Image-backed grounding data
────────────────────────────────────────

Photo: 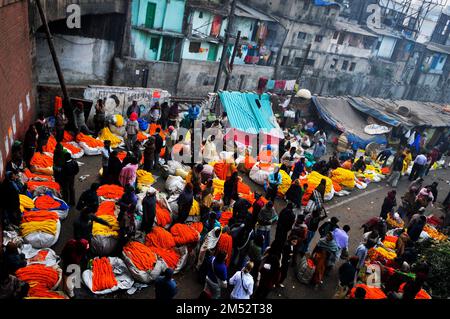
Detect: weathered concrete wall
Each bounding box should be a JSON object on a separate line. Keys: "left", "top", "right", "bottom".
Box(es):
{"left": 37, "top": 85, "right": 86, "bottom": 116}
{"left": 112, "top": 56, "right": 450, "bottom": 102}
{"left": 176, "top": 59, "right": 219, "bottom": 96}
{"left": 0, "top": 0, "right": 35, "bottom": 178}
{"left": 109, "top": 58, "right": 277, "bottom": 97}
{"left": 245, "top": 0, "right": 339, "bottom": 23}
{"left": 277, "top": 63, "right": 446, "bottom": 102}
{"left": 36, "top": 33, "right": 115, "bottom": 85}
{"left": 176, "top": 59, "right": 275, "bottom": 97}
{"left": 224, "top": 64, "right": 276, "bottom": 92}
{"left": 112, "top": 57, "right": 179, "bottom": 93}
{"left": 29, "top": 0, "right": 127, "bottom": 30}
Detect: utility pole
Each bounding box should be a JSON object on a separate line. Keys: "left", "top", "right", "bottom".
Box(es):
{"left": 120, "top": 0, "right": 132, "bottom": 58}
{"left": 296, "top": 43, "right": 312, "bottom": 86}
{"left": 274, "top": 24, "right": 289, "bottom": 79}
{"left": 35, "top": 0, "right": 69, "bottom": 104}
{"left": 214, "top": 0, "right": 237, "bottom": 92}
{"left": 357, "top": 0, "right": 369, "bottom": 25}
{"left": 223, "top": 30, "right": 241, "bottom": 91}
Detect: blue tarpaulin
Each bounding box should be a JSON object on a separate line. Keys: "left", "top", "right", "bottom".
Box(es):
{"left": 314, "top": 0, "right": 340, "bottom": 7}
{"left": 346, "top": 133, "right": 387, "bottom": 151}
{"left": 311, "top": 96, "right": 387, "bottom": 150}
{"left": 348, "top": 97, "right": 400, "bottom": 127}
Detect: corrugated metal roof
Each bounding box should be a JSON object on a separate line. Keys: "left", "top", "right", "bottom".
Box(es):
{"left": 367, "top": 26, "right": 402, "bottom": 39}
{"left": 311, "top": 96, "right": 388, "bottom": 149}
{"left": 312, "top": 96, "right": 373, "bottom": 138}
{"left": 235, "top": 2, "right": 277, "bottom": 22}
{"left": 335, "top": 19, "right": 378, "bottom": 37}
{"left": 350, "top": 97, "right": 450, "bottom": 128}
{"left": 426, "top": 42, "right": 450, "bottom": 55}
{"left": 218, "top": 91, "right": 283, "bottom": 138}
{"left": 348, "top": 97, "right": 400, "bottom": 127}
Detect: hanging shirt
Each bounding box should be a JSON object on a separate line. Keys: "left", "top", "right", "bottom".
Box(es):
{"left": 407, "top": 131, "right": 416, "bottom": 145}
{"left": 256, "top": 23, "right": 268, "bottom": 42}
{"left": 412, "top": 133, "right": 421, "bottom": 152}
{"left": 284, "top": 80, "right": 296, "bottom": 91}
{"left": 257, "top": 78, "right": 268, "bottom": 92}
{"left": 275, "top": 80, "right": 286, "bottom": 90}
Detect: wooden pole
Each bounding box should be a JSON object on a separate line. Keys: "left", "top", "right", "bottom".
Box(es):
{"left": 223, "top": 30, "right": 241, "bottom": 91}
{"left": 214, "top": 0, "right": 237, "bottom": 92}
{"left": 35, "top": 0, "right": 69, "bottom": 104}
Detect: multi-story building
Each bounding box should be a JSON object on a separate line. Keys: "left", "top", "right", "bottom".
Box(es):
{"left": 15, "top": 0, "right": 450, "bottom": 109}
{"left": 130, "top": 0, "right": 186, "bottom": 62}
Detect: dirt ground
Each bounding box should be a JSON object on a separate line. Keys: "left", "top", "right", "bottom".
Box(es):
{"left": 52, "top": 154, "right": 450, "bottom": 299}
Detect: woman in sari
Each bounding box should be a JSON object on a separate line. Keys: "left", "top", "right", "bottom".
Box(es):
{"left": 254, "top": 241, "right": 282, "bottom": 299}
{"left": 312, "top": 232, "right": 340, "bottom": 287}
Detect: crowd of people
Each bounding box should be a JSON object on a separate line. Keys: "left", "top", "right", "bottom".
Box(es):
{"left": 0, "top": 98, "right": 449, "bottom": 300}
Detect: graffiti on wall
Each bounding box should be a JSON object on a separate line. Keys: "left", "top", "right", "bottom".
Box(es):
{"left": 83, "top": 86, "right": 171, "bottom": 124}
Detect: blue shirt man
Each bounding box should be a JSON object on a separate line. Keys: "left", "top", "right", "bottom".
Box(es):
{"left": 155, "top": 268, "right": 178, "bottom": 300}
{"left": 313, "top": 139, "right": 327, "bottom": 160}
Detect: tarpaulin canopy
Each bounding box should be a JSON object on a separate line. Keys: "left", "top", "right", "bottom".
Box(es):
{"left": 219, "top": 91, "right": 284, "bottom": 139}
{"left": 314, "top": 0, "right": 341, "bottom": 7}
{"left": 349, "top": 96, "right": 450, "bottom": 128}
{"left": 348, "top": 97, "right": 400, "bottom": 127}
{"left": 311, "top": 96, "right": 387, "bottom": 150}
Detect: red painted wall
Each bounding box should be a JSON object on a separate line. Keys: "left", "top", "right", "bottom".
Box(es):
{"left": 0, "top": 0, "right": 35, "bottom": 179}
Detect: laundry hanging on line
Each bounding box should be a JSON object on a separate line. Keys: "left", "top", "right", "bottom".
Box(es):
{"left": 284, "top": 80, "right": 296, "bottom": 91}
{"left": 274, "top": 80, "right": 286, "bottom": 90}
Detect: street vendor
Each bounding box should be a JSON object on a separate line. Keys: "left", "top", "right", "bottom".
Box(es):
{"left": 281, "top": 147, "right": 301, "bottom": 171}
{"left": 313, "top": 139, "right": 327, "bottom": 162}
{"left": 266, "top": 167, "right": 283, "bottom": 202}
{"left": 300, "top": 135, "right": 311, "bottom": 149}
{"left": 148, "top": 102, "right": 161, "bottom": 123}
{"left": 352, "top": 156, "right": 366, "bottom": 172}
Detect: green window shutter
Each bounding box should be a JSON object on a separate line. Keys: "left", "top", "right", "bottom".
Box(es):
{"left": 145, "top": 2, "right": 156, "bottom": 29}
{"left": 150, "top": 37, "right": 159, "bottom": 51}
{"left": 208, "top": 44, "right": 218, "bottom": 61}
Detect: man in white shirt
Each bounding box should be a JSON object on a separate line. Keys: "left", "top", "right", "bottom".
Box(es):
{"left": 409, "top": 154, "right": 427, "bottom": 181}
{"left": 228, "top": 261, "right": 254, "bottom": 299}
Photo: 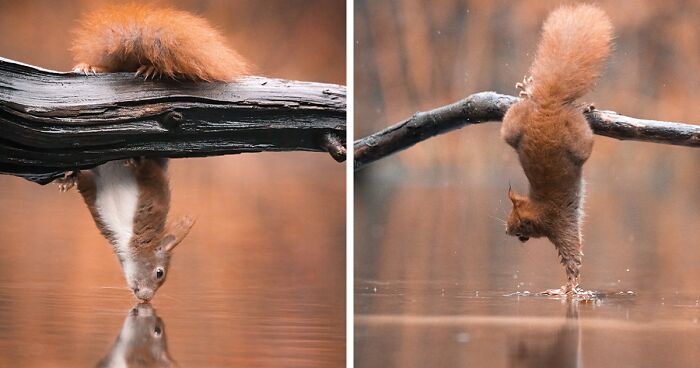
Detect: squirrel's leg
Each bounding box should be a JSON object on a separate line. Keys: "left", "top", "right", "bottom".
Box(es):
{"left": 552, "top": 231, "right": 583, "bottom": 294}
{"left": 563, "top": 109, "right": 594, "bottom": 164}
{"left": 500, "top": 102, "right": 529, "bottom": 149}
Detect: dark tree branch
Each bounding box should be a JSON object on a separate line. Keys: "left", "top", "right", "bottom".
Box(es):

────────────────────────────────────────

TASK INSTRUCTIONS.
Using only the entries above, output the line with "Detect: woman in sari", the line with "Detect: red painted wall", and all lines between them, exactly as they stand.

RESULT.
Detect: woman in sari
Each bounding box should be a JSON object on a separate line. Keys: "left", "top", "right", "bottom".
Box(es):
{"left": 254, "top": 241, "right": 282, "bottom": 299}
{"left": 312, "top": 232, "right": 340, "bottom": 287}
Detect: crowd of people
Each bounding box should be a JSON object on a separate line. Keys: "left", "top", "right", "bottom".
Box(es):
{"left": 0, "top": 98, "right": 449, "bottom": 300}
Detect: graffiti on wall
Each bounding box should be a JSON object on a separate line. Keys: "left", "top", "right", "bottom".
Box(es):
{"left": 83, "top": 86, "right": 171, "bottom": 124}
Detect: blue shirt man
Each bounding box should be a JSON object on a separate line. Keys: "left", "top", "right", "bottom".
Box(es):
{"left": 155, "top": 268, "right": 178, "bottom": 300}
{"left": 313, "top": 139, "right": 327, "bottom": 160}
Detect: tarpaulin canopy
Each bounding box should be a JSON object on a separate line. Keys: "left", "top", "right", "bottom".
Box(es):
{"left": 219, "top": 91, "right": 284, "bottom": 139}
{"left": 314, "top": 0, "right": 341, "bottom": 7}
{"left": 349, "top": 96, "right": 450, "bottom": 128}
{"left": 348, "top": 97, "right": 400, "bottom": 127}
{"left": 311, "top": 96, "right": 387, "bottom": 150}
Detect: red painted wall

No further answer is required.